Задание 1:
Ответьте по отрывку о бастионах:
(a) Чем заменили мерлоны и амбразуры на артиллерийских башнях?
(b) С какого времени встречается слово «бастион»?
(c) Кому отрывок приписывает появление бастионов?
Задание 2:
Соберите из записей все строки, где встречается слово "metal".

═══ Исходный отрывок ═══

Но уже иначе обстояло дело с артиллерийскими башнями (итал. torrioni), где на платформах неподвижно устанавливались пушки большого калибра; на самом деле эти башни должны были быть более приземистыми, поэтому появилась идея строить их не выше куртин, дабы облегчить передвижение пушек и обеспечение их припасами; кроме того, мерлоны и амбразуры были заменены бруствером. Возможно, что усовершенствование таких башен, расположенных по углам укреплений, привело к появлению бастиона. Само слово «бастион» – итальянского происхождения, оно встречается с конца XIV в. Сами бастионы появились гораздо позже, и благодаря отнюдь не Леонардо да Винчи и не Франческо ди Джорджо Мартини, а Джулиано де Сангалло (1445?‑1516 гг.) (Борго Сан‑Сеполькро, проект 1500 г., строительство 1502‑1505 гг.; Неттуно, строительство 1501‑1503 гг.; Ареццо, проект 1502 г., реализованный в 1503 г.)[490]. Если учесть, что в туже эпоху Неаполитанское королевство, с одной стороны, и Венеция и Ломбардия – с другой, оставались верны традиционным формам укреплений, то следует допустить, что бастион был местным изобретением Центральной Италии. Именно здесь, вероятно, появился настоящий бастион, т. е., согласно классическому определению, опоясанный или прикрытый стеной земляной массив, в плане треугольный, многоугольный или округлый, образующий мощные углы куртин.

═══ Исходные данные ═══

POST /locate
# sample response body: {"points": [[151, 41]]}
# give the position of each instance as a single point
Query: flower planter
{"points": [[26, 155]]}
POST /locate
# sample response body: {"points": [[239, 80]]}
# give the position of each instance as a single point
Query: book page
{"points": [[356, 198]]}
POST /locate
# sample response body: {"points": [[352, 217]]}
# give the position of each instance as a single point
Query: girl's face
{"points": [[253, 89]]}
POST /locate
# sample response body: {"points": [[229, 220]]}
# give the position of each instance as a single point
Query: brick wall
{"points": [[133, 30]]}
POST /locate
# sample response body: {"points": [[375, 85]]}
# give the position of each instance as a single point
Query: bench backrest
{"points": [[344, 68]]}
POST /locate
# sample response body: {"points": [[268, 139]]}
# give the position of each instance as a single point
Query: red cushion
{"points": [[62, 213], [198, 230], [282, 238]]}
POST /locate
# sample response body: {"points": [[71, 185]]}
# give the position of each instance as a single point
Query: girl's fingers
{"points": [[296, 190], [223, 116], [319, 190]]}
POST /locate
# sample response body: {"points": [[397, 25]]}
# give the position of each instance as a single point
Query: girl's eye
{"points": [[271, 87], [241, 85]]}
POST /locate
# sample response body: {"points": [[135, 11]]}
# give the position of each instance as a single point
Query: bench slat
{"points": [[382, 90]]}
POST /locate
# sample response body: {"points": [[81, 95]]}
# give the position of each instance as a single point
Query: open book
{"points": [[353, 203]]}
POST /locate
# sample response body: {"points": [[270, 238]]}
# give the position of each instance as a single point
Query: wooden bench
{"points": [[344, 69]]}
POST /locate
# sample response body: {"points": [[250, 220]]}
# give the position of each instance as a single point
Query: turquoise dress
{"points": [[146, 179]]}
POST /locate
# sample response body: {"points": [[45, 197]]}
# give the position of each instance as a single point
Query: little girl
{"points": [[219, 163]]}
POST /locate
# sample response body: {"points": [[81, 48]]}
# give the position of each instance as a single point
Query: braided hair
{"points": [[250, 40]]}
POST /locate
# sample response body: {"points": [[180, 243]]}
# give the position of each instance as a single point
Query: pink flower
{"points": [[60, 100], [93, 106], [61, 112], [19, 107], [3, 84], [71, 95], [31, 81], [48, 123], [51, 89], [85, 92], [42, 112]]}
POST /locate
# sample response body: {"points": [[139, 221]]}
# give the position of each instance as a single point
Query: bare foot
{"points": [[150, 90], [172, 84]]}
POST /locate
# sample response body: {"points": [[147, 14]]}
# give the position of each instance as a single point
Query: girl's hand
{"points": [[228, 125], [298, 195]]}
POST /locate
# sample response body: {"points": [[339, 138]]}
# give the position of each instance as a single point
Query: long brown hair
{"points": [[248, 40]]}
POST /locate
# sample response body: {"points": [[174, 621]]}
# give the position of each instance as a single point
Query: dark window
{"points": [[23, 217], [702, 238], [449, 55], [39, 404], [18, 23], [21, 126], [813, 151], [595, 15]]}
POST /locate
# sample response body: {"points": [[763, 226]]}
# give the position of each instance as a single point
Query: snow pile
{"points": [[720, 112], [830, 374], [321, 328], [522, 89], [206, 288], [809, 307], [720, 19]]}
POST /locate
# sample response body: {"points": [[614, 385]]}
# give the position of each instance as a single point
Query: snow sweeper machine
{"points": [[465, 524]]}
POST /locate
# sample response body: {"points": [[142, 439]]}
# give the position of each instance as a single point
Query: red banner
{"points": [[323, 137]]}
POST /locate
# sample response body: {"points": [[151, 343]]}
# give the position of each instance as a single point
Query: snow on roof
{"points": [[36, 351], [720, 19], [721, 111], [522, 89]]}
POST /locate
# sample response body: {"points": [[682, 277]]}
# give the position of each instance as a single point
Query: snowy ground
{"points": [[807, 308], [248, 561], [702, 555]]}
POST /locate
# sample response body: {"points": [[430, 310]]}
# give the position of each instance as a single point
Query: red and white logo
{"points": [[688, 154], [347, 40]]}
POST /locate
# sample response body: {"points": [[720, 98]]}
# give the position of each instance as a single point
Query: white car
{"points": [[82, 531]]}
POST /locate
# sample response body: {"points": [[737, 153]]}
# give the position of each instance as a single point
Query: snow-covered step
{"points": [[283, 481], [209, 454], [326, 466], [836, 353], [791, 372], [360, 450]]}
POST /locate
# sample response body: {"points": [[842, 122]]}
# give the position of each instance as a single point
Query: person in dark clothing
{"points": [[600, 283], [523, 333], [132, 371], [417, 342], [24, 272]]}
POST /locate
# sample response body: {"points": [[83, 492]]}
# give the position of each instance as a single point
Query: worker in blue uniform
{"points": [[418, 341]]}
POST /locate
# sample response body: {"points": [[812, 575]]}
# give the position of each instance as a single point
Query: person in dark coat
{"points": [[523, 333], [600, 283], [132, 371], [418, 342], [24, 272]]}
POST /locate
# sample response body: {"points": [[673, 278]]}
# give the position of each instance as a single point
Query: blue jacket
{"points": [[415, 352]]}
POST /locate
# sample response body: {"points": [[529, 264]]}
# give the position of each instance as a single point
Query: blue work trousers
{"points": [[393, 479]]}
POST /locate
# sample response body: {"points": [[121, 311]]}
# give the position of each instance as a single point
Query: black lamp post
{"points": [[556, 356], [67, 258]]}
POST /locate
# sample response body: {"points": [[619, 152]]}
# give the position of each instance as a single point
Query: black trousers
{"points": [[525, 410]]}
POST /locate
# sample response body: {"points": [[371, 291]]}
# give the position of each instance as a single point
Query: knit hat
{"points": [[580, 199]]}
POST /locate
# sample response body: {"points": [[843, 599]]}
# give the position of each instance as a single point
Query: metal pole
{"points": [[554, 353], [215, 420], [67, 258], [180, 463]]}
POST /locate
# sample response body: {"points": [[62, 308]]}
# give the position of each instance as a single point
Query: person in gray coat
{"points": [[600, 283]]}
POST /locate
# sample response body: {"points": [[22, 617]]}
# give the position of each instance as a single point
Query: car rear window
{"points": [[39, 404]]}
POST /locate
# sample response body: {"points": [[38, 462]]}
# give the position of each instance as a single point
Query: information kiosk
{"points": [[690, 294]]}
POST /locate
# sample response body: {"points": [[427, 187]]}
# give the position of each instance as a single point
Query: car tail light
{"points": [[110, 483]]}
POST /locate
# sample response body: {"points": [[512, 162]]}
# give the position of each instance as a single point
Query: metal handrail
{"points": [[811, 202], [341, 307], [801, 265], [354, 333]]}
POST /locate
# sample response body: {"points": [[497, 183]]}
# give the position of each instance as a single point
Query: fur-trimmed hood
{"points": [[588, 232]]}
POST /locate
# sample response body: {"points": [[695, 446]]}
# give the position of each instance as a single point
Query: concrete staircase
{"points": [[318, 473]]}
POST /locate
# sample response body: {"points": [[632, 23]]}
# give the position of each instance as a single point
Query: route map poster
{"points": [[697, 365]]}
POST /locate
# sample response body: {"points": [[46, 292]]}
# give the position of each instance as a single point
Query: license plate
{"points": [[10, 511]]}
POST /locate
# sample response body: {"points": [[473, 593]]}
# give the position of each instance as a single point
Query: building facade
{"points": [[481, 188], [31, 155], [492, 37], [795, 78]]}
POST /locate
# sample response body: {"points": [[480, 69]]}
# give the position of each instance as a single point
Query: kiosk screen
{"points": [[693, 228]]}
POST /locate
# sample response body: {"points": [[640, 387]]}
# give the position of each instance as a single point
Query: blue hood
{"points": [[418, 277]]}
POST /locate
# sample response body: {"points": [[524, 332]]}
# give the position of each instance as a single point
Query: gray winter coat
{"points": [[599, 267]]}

═══

Письменный ответ 1:
(a) Бруствером.
(b) С конца XIV в.
(c) Джулиано де Сангалло.

Письменный ответ 2:
Query: metal pole
Query: metal handrail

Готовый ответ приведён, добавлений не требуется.